Document text:

Rainbows and Ridges – Blaze Foley

I’m not sure why I first listened to Blaze Foley, but it was definitely Clay Pigeons, and it definitely had me from the first listen. From there, I went straight to Big Cheeseburgers and Good French Fries—because who would look at that track list and choose anything else?
Lockdown fucked me up. Plain and simple. We've all got our stories of survival. By late 2022, I began to feel the need for change. One option was Western Massachusetts, where two of my business partners lived. I had a chance to taste-test the area when I came along with my friend Lindsay for a workshop—we were both involved: she was participating, I was helping facilitate. We stayed in Holyoke. The workshop was in Easthampton. We drove from Cincinnati.
It was cold cold. We listened to a lot of podcasts about horrible people and one about a good person. We sang along to Magnetic Fields songs. (I'm writing this sentence now to link to the inevitable Papa Was a Rodeo entry down the line.) My stomach was still feeling okay. It was a lovely trip—work and friendship interwoven, a new place to meet, a good workshop to support, and good learning to be a part of. Momentum.

This was what mid-30s art friendship meant: no more closing down the Listing Loon on a Wednesday, chain-smoking and talking joyous, meaningless, critical shit. Now we do things with intentionality. With boundaries. With a plan. Destination camaraderie. 2022 might have been the year of the plan for lonesome me. Organic social interaction got COVID and died. I don’t know if I would have made it through if not for the coffee shop. You’ll hear more about the coffee shop later, I'm sure. I try to remember this version of me with kindness; he was handling a lot.
It wasn’t just about finding a new place. It wasn’t just starting over. It was about releasing myself from a proud, cherished, broken identity. It was my exit from an era—a time, place, and collection of friends so powerful I recollect with astonishment at our capability. It was my what’s next. Going to seed. Rest for my white-knuckled roots.
"Some days you win and some days you lose
A chair got knocked over, I got the blues
Some don't get any and some get to choose"
On our last night of the trip, we had dinner at a BBQ restaurant on Mt. Tom. The view was incredible—out over the valley below and the soft, rolling mountains beyond. It wasn’t sharp or jagged enough to be a real ridge—maybe one that had let its guard down. It felt like a special place. I felt it then, and I feel it every time I return. That night, I decided I was going to do it. I felt the gentle unflex of my roots not yet beginning to release, but ceasing to hold. It was a quiet relief.
The next day, in the car driving back to Cincinnati—just south of Columbus, on that stretch of highway familiar enough to start feeling close to home—we saw a double rainbow. Flat, empty farmland stretched to the horizon. Two perfect arcs of honest color—huge, as big as they could possibly be. We could see both ends if we turned our heads.
A few minutes later, I played Rainbows and Ridges. I held a vision of the Berkshire hills in my mind and started connecting dots.
This is a playlist I’ll be adding to over time. Each song comes with a journal entry of some kind—what that looks like might shift and morph as I go. I’m going to have fun with these. It’s a celebration of songs that make me feel all kinds of ways.

The data:
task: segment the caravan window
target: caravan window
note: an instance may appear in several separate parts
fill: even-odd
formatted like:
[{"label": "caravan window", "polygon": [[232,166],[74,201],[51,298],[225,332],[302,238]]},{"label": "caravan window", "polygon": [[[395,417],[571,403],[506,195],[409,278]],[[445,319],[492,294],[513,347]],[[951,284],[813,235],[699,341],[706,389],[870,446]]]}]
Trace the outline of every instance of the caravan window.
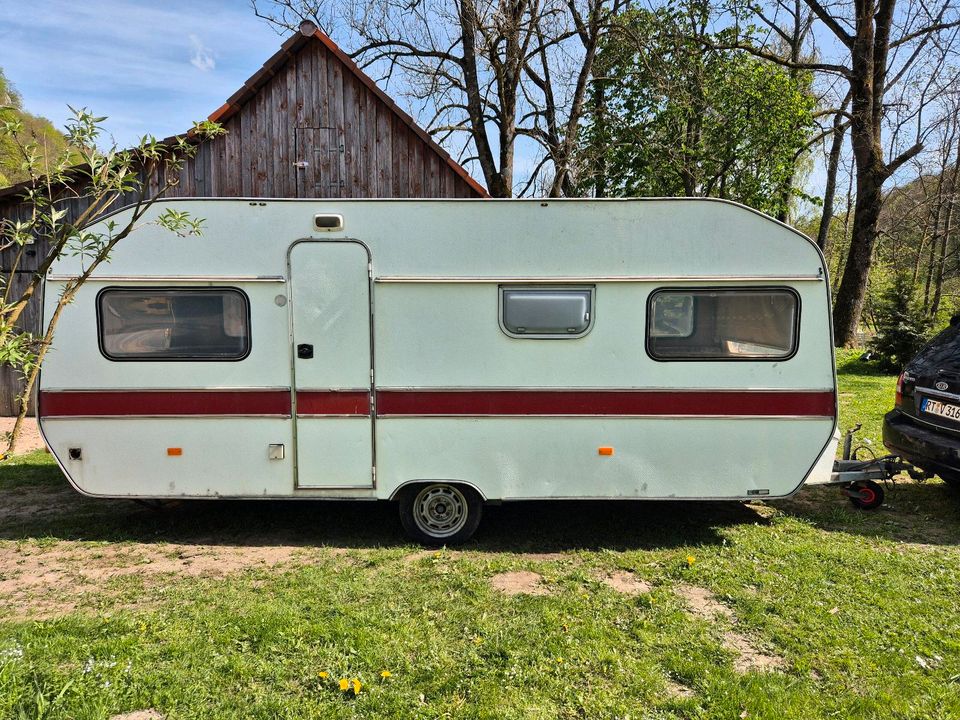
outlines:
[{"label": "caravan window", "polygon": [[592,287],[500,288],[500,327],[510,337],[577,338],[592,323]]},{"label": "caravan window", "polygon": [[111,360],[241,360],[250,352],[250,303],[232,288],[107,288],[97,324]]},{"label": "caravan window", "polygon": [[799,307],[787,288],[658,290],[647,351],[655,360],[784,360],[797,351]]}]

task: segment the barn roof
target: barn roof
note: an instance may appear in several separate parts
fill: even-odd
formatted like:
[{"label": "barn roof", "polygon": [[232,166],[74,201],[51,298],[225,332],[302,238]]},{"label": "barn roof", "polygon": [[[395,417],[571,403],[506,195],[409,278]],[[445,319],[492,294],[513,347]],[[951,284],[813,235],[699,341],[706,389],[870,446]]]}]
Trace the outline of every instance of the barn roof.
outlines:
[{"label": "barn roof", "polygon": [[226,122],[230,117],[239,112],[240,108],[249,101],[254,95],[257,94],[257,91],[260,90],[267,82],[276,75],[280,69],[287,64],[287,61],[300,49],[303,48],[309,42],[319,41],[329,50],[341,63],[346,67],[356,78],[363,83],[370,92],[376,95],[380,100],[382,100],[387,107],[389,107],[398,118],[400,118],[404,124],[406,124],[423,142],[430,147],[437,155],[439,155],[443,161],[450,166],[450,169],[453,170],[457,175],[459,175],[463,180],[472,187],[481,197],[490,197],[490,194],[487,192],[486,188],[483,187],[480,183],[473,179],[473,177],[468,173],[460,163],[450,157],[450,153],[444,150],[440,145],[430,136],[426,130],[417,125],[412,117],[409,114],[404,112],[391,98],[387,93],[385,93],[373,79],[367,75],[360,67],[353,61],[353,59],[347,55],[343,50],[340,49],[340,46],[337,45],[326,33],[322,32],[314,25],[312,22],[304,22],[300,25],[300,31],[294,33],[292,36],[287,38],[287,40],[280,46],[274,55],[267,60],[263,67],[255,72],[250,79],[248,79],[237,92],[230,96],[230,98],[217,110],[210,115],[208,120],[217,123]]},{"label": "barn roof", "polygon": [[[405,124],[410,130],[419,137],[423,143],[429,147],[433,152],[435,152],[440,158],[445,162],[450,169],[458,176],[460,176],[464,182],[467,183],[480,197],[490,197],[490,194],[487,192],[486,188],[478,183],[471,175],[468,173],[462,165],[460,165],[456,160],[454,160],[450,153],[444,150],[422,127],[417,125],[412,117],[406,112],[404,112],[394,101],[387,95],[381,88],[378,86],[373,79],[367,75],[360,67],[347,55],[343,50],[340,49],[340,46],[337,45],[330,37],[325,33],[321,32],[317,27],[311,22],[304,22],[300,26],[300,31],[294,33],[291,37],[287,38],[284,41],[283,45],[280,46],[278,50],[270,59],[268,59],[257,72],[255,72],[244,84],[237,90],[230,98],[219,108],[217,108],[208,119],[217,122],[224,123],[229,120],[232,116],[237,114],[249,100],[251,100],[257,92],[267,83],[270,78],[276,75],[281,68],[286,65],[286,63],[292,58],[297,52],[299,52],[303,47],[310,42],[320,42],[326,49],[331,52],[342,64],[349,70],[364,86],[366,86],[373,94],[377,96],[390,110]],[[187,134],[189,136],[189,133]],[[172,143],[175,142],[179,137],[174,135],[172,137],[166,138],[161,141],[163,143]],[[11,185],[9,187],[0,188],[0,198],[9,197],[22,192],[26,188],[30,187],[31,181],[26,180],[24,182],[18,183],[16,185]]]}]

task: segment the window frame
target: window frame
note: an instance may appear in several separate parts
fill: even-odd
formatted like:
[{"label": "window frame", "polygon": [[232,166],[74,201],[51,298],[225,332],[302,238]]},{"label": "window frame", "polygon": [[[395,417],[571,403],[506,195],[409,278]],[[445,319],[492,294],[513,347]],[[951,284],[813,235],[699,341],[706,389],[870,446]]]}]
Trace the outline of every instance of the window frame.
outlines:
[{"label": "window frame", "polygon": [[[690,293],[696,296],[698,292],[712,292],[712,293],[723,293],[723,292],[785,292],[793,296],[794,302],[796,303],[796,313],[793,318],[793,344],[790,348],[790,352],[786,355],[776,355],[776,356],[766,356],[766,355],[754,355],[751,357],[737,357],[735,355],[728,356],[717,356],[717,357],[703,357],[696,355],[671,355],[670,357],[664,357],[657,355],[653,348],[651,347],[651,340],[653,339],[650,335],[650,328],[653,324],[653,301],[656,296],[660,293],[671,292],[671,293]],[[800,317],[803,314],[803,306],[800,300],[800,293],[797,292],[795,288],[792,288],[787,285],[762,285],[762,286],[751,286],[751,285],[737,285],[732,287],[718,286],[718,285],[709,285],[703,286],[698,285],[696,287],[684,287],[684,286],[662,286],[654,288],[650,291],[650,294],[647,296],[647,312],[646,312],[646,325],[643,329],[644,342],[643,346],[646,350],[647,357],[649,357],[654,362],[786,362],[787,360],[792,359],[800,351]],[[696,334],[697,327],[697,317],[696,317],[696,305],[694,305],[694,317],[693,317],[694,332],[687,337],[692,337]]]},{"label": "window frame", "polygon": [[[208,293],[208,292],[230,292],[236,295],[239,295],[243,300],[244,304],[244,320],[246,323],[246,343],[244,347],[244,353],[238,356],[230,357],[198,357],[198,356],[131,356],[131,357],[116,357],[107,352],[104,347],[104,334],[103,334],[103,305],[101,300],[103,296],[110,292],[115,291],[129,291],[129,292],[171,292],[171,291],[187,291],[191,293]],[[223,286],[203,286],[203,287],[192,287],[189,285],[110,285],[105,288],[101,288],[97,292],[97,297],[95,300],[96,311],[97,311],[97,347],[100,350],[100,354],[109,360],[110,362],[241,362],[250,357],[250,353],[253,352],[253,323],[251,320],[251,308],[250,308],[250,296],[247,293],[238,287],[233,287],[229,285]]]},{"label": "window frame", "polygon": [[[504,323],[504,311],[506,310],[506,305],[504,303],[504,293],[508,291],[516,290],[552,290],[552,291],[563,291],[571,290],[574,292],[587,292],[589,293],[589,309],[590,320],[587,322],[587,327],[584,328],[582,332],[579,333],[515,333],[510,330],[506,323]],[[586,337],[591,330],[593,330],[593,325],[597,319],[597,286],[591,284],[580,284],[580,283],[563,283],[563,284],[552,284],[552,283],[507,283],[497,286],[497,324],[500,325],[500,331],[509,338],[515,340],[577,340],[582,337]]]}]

Required action:
In the Blaze Foley essay above, which town did the writer and Lindsay stay in during the workshop trip?

Written answer:
Holyoke